• SELECTED EXCERPT
=== Section Start ===

In this lesson, students will use discussion and worksheets as tools to explore Pacific Salmon life cycle, impacts salmon have on the environment and impacts humans have on salmon.
Students will be able to:
- Describe the life cycle of Pacific Salmon.
- Gain an appreciation of the needs of these organisms in their efforts to survive.
- Identify some of the dangers that Pacific salmon face in different life cycle stages.
- Explore the effects that humans can have on salmon, in particular, and on ecosystems in general.
- Explore the impact that salmon have on aquatic and terrestrial ecosystems.
Large paper or whiteboard, salmon countdown worksheets, photos/videos/props of the salmon life cycle.
- Review the subject of “salmon” with the entire class.
- Informally discuss the relationship that each student has with salmon, such as favourite fishing spots or favourite dinners.
- Discussion can lead to how we know salmon, how we use salmon and where we get salmon for our uses.
- Make a chart, with student input, about how people and salmon interact.
- Use props, posters, videos, or photos to reinforce the life history of the major Pacific salmon species (life cycle, habitats, species).
- Conduct a class discussion about the requirements of individual salmon in each stage of the life cycle with respect to food and habitat.
- Record student responses on a class chart and have students copy the chart for future reference.
- Help students envision the challenges that salmon in BC face as they travel from rivers and streams to the Pacific Ocean and back.
- Be sure to include all the obstacles a salmon might face on its journey, including physical obstacles (poor or destroyed habitat, fisheries, and predators for example) and environmental obstacles (such as temperature and salinity changes).
- Have students fill out the SALMON COUNTDOWN activity sheet. This can be done as individuals or in groups.
- When the activity is finished, discuss some of the following points and questions.
- What percentage of the alevins actually survived to spawn?
- What were some of the natural dangers that the salmon faced during their journey?
- What is the ecological importance of some salmon dying in the rivers and streams? (provide nutrients to the forest).
- What challenges do salmon face at different stages of their life cycle?
- What are some of the ways that our actions impact salmon, and their ecosystems?
- What can we do to help protect salmon and the ecosystem?
- How do salmon support/affect terrestrial life?
- Activity can be shortened if discussions about salmon and their life cycles have already taken place.
Ocean Literacy - Prescribed Learning Outcomes
1–The Earth has one big ocean with many features.
e. Most of Earth’s water (97%) is in the ocean. Seawater has unique properties. It is salty, its freezing point is slightly lower the fresh water, its density is slightly higher, its electrical conductivity is much higher, and it is slightly basic, Balance of pH is vital for the health of marine ecosystems, and important in controlling the rate at which the ocean will absorb and buffer changes in atmospheric carbon dioxide.

=== Section End ===

• DATA UNDER STUDY
=== Section Start ===

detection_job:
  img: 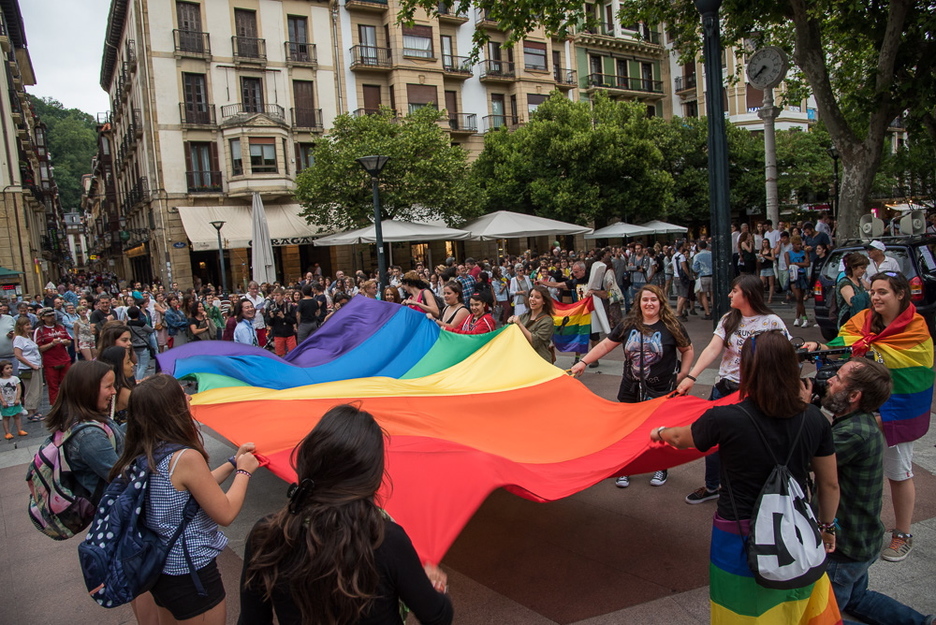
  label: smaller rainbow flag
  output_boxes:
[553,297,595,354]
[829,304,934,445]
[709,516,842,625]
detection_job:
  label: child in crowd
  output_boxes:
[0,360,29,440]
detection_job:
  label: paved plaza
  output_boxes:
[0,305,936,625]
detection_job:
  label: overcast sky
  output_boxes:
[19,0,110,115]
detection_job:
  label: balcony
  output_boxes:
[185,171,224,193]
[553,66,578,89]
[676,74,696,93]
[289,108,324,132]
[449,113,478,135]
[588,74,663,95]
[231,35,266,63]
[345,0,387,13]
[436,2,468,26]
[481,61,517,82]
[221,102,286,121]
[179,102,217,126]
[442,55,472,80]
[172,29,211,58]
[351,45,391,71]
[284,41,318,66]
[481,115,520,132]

=== Section End ===
=== Section Start ===

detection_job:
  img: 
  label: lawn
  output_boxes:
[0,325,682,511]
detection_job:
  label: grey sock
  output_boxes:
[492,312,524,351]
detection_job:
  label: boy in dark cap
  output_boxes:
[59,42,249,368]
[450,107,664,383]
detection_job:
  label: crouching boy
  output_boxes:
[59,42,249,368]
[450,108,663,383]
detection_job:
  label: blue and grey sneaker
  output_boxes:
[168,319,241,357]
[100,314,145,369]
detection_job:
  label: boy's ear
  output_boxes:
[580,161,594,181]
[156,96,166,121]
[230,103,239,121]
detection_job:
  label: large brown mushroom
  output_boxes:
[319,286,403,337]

=== Section End ===

• REQUIRED WORK
1 > Rewrite the salmon lesson plan between "- Explore the impact" and "or favourite dinners.", inclusive, changing "whiteboard" to "chalkboard".
2 > According to the salmon lesson plan, what share of Earth's water is in the ocean?

• EXERCISE RESPONSES
1 >
- Explore the impact that salmon have on aquatic and terrestrial ecosystems.
Large paper or chalkboard, salmon countdown worksheets, photos/videos/props of the salmon life cycle.
- Review the subject of “salmon” with the entire class.
- Informally discuss the relationship that each student has with salmon, such as favourite fishing spots or favourite dinners.

2 > 97%